Starting at the line with "Target: horse's back", repeat every line exactly until the records end, including the last one.

___ Data for analysis ___

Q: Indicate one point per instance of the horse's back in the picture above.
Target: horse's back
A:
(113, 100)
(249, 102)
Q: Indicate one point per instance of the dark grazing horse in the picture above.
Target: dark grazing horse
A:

___

- _Solution for this task_:
Target: horse's back
A:
(113, 100)
(249, 102)
Q: Indicate one point per instance of the dark grazing horse in the picture above.
Target: dark grazing horse
A:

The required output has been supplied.